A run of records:

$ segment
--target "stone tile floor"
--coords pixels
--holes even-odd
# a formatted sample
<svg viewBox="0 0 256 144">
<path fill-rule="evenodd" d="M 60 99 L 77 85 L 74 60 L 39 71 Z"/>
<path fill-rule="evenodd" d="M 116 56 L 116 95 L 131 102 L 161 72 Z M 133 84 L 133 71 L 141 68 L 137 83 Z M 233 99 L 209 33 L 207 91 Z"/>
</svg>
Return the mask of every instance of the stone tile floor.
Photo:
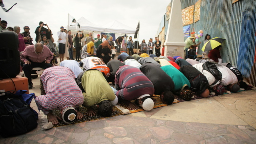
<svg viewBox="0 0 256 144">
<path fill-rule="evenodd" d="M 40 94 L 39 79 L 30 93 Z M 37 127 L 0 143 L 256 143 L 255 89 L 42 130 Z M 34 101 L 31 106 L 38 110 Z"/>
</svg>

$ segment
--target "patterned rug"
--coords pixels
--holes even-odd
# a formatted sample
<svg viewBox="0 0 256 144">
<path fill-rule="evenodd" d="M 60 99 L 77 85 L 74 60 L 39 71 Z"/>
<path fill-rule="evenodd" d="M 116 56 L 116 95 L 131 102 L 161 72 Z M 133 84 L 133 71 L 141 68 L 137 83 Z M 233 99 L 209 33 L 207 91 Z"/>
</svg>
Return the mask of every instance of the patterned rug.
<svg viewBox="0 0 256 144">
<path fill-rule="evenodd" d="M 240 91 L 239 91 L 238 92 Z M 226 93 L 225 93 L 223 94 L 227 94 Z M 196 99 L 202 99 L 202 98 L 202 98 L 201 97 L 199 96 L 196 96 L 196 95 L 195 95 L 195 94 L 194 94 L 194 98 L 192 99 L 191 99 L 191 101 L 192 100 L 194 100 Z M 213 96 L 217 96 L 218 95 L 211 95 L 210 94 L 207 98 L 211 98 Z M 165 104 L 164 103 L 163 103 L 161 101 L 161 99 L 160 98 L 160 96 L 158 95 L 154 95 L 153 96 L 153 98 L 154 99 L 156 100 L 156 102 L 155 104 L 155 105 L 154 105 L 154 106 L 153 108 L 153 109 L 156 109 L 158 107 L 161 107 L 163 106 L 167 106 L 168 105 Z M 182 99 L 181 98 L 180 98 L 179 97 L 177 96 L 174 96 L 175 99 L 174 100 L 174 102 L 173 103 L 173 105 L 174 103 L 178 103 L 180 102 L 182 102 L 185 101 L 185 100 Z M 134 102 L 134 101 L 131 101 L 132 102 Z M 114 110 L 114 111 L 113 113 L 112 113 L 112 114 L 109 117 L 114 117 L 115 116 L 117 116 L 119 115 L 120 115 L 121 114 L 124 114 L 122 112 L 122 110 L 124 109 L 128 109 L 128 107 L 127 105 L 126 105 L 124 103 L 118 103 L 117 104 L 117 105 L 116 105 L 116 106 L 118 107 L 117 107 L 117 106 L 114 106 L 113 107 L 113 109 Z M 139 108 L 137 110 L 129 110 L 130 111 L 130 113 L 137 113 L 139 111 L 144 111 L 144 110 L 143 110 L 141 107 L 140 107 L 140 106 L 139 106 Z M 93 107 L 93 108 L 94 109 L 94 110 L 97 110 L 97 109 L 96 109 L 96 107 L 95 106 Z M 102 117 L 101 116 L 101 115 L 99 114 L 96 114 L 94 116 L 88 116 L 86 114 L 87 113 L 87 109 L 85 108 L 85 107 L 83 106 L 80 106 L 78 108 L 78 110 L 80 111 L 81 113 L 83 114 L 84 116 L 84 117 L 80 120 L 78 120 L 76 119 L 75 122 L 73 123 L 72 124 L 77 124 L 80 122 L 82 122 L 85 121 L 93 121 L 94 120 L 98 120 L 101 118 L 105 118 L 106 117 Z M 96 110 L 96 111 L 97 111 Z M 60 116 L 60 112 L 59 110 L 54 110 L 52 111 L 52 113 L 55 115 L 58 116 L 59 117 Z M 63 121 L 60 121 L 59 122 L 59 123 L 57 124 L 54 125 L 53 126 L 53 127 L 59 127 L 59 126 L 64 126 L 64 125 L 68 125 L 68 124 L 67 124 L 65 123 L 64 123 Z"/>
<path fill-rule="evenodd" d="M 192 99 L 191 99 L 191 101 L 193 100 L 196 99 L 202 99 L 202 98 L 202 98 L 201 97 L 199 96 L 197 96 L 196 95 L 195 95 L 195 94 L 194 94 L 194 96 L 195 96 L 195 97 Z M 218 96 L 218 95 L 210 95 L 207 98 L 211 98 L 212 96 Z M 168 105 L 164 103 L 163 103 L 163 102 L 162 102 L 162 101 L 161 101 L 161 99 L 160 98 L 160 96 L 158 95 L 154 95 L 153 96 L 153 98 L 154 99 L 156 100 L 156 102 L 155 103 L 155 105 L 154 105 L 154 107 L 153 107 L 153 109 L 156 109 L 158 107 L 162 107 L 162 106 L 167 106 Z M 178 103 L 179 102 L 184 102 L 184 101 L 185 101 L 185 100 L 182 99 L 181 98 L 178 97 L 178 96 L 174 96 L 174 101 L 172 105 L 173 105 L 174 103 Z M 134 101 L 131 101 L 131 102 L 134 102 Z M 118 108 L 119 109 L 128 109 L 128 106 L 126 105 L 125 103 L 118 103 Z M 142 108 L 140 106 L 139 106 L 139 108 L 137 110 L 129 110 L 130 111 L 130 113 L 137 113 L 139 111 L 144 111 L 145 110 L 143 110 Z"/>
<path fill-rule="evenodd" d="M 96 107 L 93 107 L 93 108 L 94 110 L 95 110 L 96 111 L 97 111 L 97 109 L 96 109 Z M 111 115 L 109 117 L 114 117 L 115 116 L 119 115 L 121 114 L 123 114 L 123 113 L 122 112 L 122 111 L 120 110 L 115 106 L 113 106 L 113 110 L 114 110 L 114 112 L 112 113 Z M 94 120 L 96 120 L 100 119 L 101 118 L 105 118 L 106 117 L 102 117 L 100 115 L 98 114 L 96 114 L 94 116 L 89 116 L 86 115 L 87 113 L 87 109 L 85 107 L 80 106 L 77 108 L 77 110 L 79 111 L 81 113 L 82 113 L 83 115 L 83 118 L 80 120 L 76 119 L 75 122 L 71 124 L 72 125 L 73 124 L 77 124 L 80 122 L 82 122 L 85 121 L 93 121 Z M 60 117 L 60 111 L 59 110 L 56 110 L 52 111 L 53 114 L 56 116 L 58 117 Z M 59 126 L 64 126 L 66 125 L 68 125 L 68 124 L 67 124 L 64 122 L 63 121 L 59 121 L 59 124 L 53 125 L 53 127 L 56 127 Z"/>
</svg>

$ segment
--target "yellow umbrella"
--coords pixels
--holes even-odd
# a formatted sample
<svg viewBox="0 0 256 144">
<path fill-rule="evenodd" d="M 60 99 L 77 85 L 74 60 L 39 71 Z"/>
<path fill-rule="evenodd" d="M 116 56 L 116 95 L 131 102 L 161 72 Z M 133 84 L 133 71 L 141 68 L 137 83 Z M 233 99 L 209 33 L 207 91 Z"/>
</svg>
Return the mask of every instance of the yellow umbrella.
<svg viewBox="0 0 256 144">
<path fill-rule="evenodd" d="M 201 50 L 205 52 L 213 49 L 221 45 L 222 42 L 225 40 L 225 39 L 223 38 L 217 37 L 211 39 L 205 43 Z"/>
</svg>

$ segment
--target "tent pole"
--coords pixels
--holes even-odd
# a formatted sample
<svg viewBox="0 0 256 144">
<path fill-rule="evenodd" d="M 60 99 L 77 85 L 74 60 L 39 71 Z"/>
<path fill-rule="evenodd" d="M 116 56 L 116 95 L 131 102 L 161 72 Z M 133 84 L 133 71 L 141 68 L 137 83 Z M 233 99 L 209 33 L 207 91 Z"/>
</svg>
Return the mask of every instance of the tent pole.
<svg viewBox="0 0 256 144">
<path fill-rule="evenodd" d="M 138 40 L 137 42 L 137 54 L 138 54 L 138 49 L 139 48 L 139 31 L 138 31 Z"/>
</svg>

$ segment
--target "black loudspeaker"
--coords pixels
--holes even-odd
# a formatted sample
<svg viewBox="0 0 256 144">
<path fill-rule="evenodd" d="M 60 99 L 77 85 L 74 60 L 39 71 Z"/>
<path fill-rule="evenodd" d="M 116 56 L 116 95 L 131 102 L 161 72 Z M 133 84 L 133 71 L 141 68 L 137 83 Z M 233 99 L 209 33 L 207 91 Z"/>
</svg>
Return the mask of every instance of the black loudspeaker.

Set task: Give only the number of lines in the records that contain the word "black", matching case.

Task answer: 2